**What you are asked to do:**
Images excepted, the data below must be repeated exactly.

Annotated photo localization data:
——

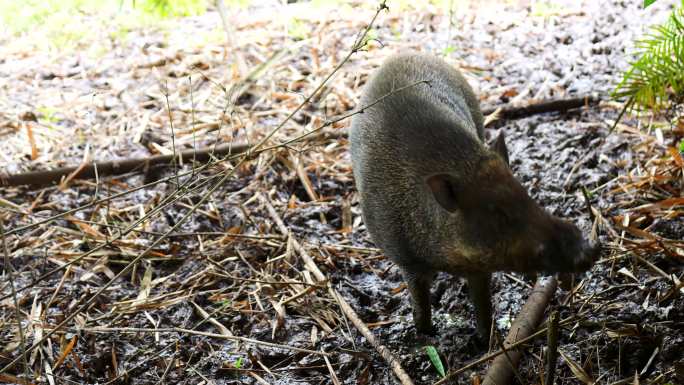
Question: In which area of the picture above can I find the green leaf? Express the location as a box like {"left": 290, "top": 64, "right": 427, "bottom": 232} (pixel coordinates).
{"left": 425, "top": 345, "right": 445, "bottom": 377}
{"left": 644, "top": 0, "right": 657, "bottom": 8}
{"left": 678, "top": 139, "right": 684, "bottom": 153}
{"left": 234, "top": 356, "right": 243, "bottom": 369}
{"left": 612, "top": 6, "right": 684, "bottom": 113}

——

**Answer box:**
Question: In which area of the picture above can I find the green leaf? Express the location as a box like {"left": 290, "top": 64, "right": 427, "bottom": 232} (pixel coordinates).
{"left": 425, "top": 345, "right": 445, "bottom": 377}
{"left": 644, "top": 0, "right": 657, "bottom": 8}
{"left": 678, "top": 139, "right": 684, "bottom": 153}
{"left": 234, "top": 356, "right": 243, "bottom": 369}
{"left": 612, "top": 6, "right": 684, "bottom": 113}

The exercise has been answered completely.